Print the lines that run from the line with "<point>78,174</point>" to the line with "<point>248,97</point>", keeping both end lines, exactly as they appear in the entries below, and nothing else.
● ● ● ● ●
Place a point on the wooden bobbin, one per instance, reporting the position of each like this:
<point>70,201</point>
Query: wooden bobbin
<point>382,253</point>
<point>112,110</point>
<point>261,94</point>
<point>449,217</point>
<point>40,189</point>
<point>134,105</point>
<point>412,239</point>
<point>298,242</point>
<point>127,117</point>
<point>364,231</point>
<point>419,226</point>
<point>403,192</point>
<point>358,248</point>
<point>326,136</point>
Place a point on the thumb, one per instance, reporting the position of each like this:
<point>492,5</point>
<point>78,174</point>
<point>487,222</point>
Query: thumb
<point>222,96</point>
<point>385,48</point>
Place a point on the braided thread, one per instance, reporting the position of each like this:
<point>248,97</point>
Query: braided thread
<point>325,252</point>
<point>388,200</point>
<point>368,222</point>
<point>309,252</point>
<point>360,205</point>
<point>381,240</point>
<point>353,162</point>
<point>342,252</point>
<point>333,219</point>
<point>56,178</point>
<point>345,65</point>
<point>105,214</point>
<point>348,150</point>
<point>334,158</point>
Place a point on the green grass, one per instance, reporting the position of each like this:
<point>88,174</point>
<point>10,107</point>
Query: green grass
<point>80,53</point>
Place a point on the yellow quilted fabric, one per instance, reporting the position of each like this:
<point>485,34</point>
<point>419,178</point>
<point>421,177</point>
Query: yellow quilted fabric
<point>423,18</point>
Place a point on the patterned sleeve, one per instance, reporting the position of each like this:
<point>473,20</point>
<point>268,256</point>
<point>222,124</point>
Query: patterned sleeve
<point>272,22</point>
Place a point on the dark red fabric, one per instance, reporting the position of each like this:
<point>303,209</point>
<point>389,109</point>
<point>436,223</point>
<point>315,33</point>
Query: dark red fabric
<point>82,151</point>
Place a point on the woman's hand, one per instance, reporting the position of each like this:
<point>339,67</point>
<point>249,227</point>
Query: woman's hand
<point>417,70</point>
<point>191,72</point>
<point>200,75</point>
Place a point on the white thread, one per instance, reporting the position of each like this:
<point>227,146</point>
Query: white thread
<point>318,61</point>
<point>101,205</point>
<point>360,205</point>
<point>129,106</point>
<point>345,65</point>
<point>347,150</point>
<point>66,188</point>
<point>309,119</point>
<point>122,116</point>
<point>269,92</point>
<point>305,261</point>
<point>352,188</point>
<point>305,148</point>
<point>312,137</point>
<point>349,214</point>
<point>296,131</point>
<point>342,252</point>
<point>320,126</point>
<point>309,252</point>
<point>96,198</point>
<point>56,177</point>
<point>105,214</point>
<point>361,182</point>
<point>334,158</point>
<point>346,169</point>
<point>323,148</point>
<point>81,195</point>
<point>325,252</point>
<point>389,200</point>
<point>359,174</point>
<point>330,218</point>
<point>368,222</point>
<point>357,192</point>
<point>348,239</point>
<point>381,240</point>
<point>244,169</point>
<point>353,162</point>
● ● ● ● ●
# [Task solution]
<point>78,174</point>
<point>487,222</point>
Query: thumb
<point>222,96</point>
<point>385,48</point>
Place a point on the braided thread, one per instance, reporting the position of each like this:
<point>248,97</point>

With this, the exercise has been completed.